What is needed :: Reproduce the listing below without any change.

Exercise input ::
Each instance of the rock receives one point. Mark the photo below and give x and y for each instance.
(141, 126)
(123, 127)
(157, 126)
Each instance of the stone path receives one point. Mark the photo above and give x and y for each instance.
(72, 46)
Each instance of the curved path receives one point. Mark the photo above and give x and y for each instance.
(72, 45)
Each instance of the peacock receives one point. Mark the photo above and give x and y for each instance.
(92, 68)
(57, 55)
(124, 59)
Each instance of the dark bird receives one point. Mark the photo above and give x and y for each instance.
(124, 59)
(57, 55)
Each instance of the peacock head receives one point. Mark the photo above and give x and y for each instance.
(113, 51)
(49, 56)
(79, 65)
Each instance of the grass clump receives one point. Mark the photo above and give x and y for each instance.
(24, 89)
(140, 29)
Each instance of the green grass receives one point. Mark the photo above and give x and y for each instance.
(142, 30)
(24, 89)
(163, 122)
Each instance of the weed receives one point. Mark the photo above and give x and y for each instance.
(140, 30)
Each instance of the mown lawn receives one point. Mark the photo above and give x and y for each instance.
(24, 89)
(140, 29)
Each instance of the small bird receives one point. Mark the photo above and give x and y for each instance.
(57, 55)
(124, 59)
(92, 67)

Answer for the task ::
Each instance of the rock receives one point. Mark the photo below and give x and y for each instance.
(141, 126)
(123, 127)
(157, 126)
Each instance of the stone path receives one point. Mark the photo above and give x and y for each instance.
(72, 46)
Each instance of the curved path receives one point. Mark the photo above and give x and y for each instance.
(72, 45)
Each instance of the peacock receives one point. Mark the photo above and give x and y for each instance.
(92, 68)
(57, 55)
(124, 59)
Each instance of the dark bird receives one point. Mark the photo above and give x and y for each instance.
(124, 59)
(57, 55)
Each instance of the peacock head receives one point. Mark the photo above and give x and y for each instance.
(113, 51)
(49, 56)
(79, 65)
Each instance of the grass clump receives one point. Mark the photo above and give x and y for each instance.
(24, 89)
(140, 29)
Each instance of the green grass receives one point. Mark the photo above and give x and y for each instance.
(142, 30)
(24, 89)
(163, 122)
Each instance of the weed receives one point. Mark the photo above and give x and y for each instance.
(140, 30)
Each instance of the mown lawn receives one point. Mark the photo above and give x and y for each instance.
(24, 89)
(140, 29)
Each instance of the small bird receives one point. Mark the photo above and give x and y for each instance.
(57, 55)
(124, 59)
(92, 67)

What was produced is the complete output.